- **Direction**
Below are records to be output exactly, every one of them.

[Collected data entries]
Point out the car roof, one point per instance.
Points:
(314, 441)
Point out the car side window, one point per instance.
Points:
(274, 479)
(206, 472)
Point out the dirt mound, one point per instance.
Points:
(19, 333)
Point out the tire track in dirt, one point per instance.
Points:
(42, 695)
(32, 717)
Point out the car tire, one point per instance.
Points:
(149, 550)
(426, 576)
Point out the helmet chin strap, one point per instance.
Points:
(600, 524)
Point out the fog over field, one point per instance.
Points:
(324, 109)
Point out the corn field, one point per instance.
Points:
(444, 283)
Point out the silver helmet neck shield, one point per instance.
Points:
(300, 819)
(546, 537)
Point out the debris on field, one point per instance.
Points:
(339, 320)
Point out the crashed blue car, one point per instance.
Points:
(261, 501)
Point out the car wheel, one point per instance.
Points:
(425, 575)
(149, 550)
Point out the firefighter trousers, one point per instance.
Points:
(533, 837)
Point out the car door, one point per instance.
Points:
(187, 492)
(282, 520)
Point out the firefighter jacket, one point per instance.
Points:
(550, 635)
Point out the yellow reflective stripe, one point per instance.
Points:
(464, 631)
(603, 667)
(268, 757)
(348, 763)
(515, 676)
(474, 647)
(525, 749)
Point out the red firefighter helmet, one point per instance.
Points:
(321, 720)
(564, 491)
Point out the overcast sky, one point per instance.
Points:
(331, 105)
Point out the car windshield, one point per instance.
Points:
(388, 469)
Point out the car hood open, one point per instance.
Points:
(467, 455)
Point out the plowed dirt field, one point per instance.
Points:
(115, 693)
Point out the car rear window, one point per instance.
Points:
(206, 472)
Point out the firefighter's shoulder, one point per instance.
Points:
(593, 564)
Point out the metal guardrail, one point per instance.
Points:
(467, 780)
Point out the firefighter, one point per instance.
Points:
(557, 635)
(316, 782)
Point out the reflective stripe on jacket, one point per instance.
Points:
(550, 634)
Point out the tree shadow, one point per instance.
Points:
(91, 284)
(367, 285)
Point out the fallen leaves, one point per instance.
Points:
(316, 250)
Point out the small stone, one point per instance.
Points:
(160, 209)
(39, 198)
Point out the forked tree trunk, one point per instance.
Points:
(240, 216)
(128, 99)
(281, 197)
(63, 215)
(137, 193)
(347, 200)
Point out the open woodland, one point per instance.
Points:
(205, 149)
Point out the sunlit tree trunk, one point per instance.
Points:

- **Complete response**
Point out the car roof, one point per instance.
Points:
(314, 441)
Point out the car side window, one point per instance.
Points:
(274, 479)
(206, 472)
Point out the dirt mound, one point per instance.
Points:
(19, 333)
Point out the tire track in dirt, one point per instance.
Points:
(42, 695)
(32, 717)
Point out the car tire, one point per instance.
Points:
(149, 550)
(426, 576)
Point out the helmet chin strap, one point per instance.
Points:
(600, 524)
Point out the fog over field, one point per instance.
Points:
(324, 109)
Point out the corn field, one point per instance.
Points:
(444, 283)
Point out the silver helmet neck shield, one point per instance.
Points:
(300, 819)
(546, 537)
Point out the debris on field, one point per instance.
Points:
(339, 320)
Point out the crashed blue car, one point per instance.
Points:
(261, 501)
Point out the car wheel, one point per instance.
Points:
(425, 575)
(149, 550)
Point out the firefighter trousers, one point per instance.
Points:
(533, 837)
Point out the car door, one point per instance.
Points:
(187, 492)
(282, 520)
Point out the firefighter jacket, one point per instance.
Points:
(550, 635)
Point out the yellow reflective stripe, one point per instance.
Points:
(464, 631)
(603, 667)
(268, 757)
(348, 763)
(515, 676)
(474, 647)
(525, 749)
Point out the red firefighter helmet, one point per instance.
Points:
(321, 720)
(564, 491)
Point out the overcast sky, one point per instance.
Points:
(331, 105)
Point out the car windshield, one point per instance.
Points:
(388, 469)
Point out the car hood open, one point per instance.
Points:
(467, 455)
Point out the plowed dirt field, one point per instance.
Points:
(115, 693)
Point out the car rear window, one point per instance.
Points:
(206, 472)
Point out the firefighter's shoulder, one point per instance.
Points:
(593, 564)
Point out the metal guardrail, one point per instance.
Points:
(467, 780)
Point out the firefighter, one point per instance.
Points:
(557, 635)
(316, 782)
Point out the reflective stripe on jacket, one point per instance.
Points:
(550, 634)
Point out the tree shadow, one point per instance.
Points:
(91, 284)
(367, 285)
Point out the fallen leaves, one point per instance.
Points:
(316, 250)
Point out the small stone, one point per instance.
Points:
(160, 209)
(39, 198)
Point out the forked tree trunk, one point per instance.
Points:
(240, 216)
(128, 99)
(281, 197)
(63, 215)
(137, 193)
(347, 200)
Point out the open woodland, one point per instance.
Points:
(205, 149)
Point out the sunlit tree trunk, one point per instance.
Points:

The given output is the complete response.